> **Selected text**:
+---+

Journal of Applied Polymer Science, Vol.101, No.1, 149-160, 2006
Thermal behavior and phase morphology of miscible hydrogen-bonded blends of poly(epsilon-caprolactone) and enzymatically polymerized polyphenol
Enzymatically prepared novel polyphenol poly(4,4'-dihydroxydiphenyl ether) (PDHDPE) is blended to modify the properties of biodegradable polyester poly(epsilon-caprolactone) (PCL). Since the differential scanning calorimetry data show single composition-dependent glass transition for each blend, PCL and PDHDPE are found to be miscible in the amorphous phase. The crystallization of PCL is depressed by PDHDPE because PDHDPE reduces the molecular mobility and the flexibility of molecular chains of PCL. The Fourier transform infrared spectra clearly indicate that PCL and PDHDPE interact through strong intermolecular hydrogen bonds formed between the carbonyl groups of PCL and the hydroxyl groups of PDHDPE. The increase of the long period, calculated on the basis of Bragg's law with the measurement of small-angle X-ray scattering, is found because the peak position of the profiles of Lorentz-corrected intensity shifts to smaller angle. With the help of lamellar stack model and one-dimensional correlation function, the accurate lamellar parameters are calculated. The increase of long period is induced by the increase of crystal thickness. The thermal treatment can effectively modify the thermal stability of PCL/PDHDPE blends with the introduction of an intermolecular coupling of the polymer to give crosslinked and/or branched products. It is also found that the addition of PDHDPE to PCL would obviously increase the Young's modulus of PCL. (c) 2006 Wiley Periodicals, Inc.

+---+

> **Exercise goal**:
Answer these questions from the polymer blend abstract:
1. What technique's data show a single composition-dependent glass transition for each blend?
2. Between which groups of the two polymers do the intermolecular hydrogen bonds form?
3. Which property of PCL is increased by adding PDHDPE?

+---+

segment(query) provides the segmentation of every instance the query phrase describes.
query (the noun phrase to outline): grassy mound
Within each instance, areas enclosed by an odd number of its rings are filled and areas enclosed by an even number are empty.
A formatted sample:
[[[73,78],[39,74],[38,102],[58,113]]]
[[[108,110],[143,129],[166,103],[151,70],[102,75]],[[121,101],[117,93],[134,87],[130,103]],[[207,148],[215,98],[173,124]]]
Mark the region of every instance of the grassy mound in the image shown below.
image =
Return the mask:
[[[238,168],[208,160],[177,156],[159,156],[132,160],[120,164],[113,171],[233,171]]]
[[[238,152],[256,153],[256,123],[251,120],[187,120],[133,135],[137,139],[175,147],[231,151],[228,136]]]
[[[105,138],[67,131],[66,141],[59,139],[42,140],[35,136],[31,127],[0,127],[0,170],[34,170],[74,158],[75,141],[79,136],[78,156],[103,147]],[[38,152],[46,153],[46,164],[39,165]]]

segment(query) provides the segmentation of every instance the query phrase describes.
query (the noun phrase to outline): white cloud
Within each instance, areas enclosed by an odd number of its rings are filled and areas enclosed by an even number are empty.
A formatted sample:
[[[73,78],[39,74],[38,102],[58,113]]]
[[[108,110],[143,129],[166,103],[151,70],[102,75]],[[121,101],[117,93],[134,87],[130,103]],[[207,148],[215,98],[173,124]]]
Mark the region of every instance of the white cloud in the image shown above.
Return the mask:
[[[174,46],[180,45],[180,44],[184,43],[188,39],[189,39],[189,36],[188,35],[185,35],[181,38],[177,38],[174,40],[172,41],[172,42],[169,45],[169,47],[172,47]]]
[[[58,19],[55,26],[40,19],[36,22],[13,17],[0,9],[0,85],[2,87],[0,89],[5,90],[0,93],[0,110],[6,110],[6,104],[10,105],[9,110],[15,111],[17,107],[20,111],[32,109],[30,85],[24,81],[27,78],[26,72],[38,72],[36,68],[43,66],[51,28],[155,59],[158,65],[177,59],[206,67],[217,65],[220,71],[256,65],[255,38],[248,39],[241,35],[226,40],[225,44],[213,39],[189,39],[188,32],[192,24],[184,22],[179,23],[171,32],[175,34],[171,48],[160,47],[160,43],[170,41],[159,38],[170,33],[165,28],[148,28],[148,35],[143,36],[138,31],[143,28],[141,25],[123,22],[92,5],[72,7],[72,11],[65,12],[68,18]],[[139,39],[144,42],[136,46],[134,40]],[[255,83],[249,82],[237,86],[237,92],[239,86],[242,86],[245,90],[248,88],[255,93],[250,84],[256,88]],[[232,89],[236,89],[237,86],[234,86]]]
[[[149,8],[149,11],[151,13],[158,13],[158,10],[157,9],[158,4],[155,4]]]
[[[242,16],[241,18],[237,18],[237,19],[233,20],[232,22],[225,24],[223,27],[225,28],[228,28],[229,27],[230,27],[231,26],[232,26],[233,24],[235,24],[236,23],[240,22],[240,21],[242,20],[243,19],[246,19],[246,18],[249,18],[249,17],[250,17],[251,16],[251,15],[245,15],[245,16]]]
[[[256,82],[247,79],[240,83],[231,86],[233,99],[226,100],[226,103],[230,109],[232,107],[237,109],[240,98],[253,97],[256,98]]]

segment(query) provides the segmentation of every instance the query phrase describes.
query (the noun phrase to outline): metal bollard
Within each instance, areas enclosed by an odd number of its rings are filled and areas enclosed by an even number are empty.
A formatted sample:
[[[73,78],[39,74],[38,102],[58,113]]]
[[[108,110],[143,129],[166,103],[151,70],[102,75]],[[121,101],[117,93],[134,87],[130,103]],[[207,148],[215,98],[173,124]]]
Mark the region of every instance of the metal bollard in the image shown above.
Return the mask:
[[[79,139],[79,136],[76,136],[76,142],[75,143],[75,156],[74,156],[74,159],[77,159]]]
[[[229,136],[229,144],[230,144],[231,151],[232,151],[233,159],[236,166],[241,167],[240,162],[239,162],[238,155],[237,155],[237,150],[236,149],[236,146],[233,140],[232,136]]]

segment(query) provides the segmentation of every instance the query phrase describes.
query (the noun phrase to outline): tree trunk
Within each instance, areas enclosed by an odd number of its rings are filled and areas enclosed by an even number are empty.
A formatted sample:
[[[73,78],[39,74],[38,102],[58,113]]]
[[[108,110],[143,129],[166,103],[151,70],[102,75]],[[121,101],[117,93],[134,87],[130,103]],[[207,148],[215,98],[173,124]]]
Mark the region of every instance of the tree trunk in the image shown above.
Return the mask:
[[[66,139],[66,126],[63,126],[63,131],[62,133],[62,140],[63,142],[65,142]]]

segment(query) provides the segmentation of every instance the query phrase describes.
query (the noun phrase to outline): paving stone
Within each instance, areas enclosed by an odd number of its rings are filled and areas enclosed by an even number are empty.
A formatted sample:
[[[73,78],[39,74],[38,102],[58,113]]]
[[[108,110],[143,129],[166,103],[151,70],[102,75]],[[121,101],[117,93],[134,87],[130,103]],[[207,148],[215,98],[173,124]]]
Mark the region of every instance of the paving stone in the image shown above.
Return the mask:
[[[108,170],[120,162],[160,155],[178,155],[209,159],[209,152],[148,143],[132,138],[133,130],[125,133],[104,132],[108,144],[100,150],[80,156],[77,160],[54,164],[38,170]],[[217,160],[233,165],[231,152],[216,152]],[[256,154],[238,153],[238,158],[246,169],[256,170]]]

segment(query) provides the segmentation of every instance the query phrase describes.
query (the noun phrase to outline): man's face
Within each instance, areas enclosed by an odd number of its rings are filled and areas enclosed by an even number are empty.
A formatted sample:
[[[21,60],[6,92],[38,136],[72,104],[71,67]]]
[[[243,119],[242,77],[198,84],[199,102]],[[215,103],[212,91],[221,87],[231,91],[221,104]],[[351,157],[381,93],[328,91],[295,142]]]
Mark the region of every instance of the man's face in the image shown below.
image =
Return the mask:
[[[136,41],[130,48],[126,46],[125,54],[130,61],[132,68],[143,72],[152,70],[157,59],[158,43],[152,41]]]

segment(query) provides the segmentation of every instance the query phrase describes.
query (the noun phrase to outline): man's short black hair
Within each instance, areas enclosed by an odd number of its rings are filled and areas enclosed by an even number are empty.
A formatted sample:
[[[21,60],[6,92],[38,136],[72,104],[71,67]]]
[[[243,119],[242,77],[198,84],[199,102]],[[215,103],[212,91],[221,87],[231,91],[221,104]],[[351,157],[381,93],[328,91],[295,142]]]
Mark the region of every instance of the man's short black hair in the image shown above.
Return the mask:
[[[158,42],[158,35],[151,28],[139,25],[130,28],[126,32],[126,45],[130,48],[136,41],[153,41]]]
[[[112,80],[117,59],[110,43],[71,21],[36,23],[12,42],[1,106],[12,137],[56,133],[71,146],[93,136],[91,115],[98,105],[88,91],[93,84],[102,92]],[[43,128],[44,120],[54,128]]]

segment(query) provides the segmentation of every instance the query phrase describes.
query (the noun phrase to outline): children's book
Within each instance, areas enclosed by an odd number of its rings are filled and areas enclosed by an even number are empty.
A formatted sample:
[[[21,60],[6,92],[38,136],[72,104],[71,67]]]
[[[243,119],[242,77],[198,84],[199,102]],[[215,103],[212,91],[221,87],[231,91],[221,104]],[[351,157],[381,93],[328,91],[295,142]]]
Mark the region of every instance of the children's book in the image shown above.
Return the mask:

+---+

> **Solved problem**:
1. Differential scanning calorimetry.
2. The carbonyl groups of PCL and the hydroxyl groups of PDHDPE.
3. Its Young's modulus.